=== Material for this exercise ===

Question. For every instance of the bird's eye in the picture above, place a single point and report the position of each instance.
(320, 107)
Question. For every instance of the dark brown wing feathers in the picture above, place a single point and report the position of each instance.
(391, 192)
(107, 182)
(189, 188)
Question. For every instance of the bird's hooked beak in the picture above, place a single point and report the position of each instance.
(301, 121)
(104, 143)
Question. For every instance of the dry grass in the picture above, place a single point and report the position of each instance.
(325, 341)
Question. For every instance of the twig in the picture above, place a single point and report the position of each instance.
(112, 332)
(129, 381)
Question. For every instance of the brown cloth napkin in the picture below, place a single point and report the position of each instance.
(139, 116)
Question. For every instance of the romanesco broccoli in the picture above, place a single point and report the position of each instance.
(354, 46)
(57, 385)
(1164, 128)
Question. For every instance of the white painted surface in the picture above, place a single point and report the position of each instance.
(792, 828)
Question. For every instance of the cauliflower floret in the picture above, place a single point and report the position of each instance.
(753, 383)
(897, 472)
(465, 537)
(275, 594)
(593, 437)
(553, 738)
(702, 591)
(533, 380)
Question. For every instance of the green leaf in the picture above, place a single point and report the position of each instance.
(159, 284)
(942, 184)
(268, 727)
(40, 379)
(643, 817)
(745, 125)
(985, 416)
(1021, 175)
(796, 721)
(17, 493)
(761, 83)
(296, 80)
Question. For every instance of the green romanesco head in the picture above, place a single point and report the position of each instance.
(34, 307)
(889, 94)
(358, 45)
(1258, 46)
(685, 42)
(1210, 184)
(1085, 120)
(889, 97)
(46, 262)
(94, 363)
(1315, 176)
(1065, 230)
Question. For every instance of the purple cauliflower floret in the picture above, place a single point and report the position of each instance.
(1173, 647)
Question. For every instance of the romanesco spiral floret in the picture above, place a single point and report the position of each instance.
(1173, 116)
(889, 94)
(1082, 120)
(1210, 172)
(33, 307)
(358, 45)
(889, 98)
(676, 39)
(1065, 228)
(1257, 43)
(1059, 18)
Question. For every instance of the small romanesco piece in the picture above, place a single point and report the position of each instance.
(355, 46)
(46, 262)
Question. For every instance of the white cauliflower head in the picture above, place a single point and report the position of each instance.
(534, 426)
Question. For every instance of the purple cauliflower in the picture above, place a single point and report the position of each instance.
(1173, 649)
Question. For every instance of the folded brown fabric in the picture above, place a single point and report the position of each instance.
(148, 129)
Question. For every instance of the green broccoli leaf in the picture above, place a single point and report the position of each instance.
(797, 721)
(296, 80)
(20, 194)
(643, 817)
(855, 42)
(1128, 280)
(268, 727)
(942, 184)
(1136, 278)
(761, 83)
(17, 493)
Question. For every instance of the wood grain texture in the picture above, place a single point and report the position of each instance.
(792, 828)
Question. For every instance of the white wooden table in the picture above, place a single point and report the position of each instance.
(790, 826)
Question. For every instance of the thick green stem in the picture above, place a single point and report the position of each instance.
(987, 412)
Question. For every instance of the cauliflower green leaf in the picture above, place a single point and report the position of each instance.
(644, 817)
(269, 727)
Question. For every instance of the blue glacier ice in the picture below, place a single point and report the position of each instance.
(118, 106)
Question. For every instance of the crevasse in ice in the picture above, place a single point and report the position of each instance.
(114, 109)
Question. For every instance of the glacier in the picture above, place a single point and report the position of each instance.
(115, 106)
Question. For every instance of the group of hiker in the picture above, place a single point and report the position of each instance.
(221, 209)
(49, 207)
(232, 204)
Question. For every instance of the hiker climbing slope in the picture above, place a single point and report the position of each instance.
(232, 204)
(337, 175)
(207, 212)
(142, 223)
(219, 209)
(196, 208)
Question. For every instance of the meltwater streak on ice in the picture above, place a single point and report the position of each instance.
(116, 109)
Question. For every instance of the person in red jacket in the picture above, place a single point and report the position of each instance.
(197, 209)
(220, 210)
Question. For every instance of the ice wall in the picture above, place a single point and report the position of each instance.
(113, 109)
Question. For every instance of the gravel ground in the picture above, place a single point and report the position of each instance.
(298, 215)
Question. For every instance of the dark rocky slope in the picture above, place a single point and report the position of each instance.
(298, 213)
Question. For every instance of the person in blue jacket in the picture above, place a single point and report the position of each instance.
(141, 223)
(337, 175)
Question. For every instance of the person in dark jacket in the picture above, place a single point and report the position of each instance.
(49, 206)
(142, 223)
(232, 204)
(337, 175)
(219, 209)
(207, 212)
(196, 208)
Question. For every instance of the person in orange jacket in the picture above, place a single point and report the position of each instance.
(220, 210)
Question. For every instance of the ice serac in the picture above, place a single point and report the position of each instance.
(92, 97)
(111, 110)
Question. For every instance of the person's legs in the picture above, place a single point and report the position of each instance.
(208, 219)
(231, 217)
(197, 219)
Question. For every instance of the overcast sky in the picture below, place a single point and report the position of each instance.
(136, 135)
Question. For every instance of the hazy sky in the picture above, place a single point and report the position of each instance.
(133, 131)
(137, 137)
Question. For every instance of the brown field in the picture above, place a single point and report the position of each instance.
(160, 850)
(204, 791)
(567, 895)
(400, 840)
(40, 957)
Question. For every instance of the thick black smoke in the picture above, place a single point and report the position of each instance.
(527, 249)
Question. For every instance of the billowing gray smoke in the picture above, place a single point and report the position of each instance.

===

### Exercise directions
Give back the whole listing exactly as it reads.

### Result for this exercise
Question. For every instance of the bird's eye in the picture above, place a single point and report the position of each instance.
(320, 107)
Question. For every instance of the dark brown wing feathers in the picture above, place a single point and report the position of each instance.
(391, 192)
(107, 182)
(189, 188)
Question. For every instance of the bird's hooked beak in the picture above, place a single point and report the position of each instance.
(301, 121)
(104, 143)
Question. For every instance of the dry grass in the picture above, place a single point and report the position of each instance.
(325, 341)
Question. For every instance of the twig in the picture above, place a single point and report the position of each instance.
(112, 332)
(129, 381)
Question. For every instance of the brown cloth napkin in the picture below, place a single point and report the position of each instance.
(139, 116)
Question. For every instance of the romanesco broccoli in the picture above, place a single point and report the position of each instance.
(354, 46)
(57, 385)
(1164, 128)
Question. For every instance of the white painted surface in the picture above, place a single point and report the position of each instance.
(792, 828)
Question. For every instance of the cauliflower floret in the picture above, place a single point and report the position of each instance.
(753, 383)
(897, 472)
(465, 537)
(275, 594)
(593, 437)
(553, 738)
(702, 591)
(533, 380)
Question. For every instance of the green leaf in the picture above, place a single point and report the position of each instance.
(159, 284)
(942, 184)
(268, 727)
(40, 379)
(643, 817)
(745, 125)
(985, 416)
(1021, 175)
(796, 721)
(17, 493)
(761, 83)
(296, 80)
Question. For every instance of the green romanesco head in the picture above, place a single point and report the position of each instance.
(34, 307)
(889, 94)
(358, 45)
(1258, 46)
(685, 42)
(1210, 184)
(1085, 120)
(889, 97)
(46, 262)
(94, 363)
(1315, 176)
(1065, 230)
Question. For every instance of the purple cauliflower floret in the picture above, place a single point and report the position of each instance.
(1173, 647)
Question. For every instance of the romanesco spiral floret in the picture above, place a single point and report the position of each instance.
(1173, 116)
(889, 94)
(1082, 120)
(1210, 172)
(33, 307)
(358, 45)
(889, 98)
(676, 39)
(1065, 228)
(1257, 43)
(1059, 18)
Question. For every instance of the small romanesco piece in the picture above, place a single point and report the position of each instance.
(355, 46)
(46, 262)
Question. For every instance of the white cauliflower head in the picture above, place a single point and report the position of each instance.
(534, 426)
Question. For every instance of the purple cauliflower in the picture above, place a single point and report the position of each instance.
(1173, 649)
Question. For every instance of the folded brown fabric in the picture above, place a single point and report the position of each instance.
(148, 129)
Question. For every instance of the green broccoli leaf in the picture above, place a single point and report the position of each instance.
(797, 721)
(296, 80)
(20, 194)
(643, 817)
(855, 42)
(1128, 280)
(268, 727)
(942, 184)
(1136, 278)
(761, 83)
(17, 493)
Question. For every instance of the wood grain texture in the picture above, place a single point and report the position of each instance.
(792, 828)
Question. For every instance of the white wooden table in the picture above, place a single point and report the position of each instance.
(790, 826)
Question. For every instance of the thick green stem in the picture above, place a single point and report the position of each instance.
(987, 412)
Question. For every instance of the cauliflower green leaf in the picture above, place a single point and report the position of each instance.
(644, 817)
(269, 727)
Question. For every instance of the blue glacier ice in the picture below, place a single point and report the position of each instance.
(118, 106)
Question. For every instance of the crevasse in ice in the picture above, place a single point and report the position of each instance.
(114, 109)
Question. For every instance of the glacier in the picture above, place a single point and report the position of each instance.
(115, 106)
Question. For every instance of the group of hiker in the picture above, place a single point and report the position of each instance.
(221, 209)
(49, 207)
(232, 204)
Question. For every instance of the hiker climbing slope in the picture above, place a single point and report the position of each instance.
(232, 204)
(337, 175)
(207, 212)
(142, 223)
(219, 209)
(196, 208)
Question. For every instance of the meltwater streak on ice in the picture above, place a single point and report the position of each instance.
(116, 109)
Question. For every instance of the person in red jacket in the picture above, place a single point and report the position of each instance.
(197, 209)
(220, 210)
Question. For every instance of the ice wall in the picture above, place a single point and report the position of each instance.
(113, 109)
Question. For every instance of the gravel ground in the picture above, place a single point and report the position of each instance.
(298, 215)
Question. For every instance of the dark rocky slope in the picture above, place a single point and report the position of each instance.
(298, 213)
Question. For every instance of the person in blue jacket in the picture above, place a single point and report the position of each instance.
(141, 223)
(337, 175)
Question. For every instance of the person in dark jacket in the picture above, place a single point and report the position of each instance.
(49, 206)
(142, 223)
(232, 204)
(337, 175)
(219, 209)
(207, 212)
(196, 208)
Question. For every instance of the person in orange jacket in the picture above, place a single point and report the position of each instance.
(220, 210)
Question. For every instance of the ice serac in the picture above, place a single point and report the position of each instance.
(92, 97)
(111, 110)
Question. For every instance of the person's legs in the picture above, place a single point and report the position of each instance.
(208, 219)
(231, 217)
(197, 219)
Question. For every instance of the overcast sky in the picture below, place a single point and report the position of each instance.
(136, 135)
Question. For every instance of the hazy sky in the picture above, place a single point and report the position of each instance.
(133, 131)
(137, 137)
Question. For every instance of the brown field in the picture above, place a single point and report the position of each instance.
(160, 850)
(204, 791)
(567, 895)
(400, 840)
(40, 957)
Question. For every instance of the thick black smoke in the picture above, place a single point and report the position of each instance.
(527, 249)
Question. For every instance of the billowing gray smoke in the picture above, place a single point and report the position of each instance.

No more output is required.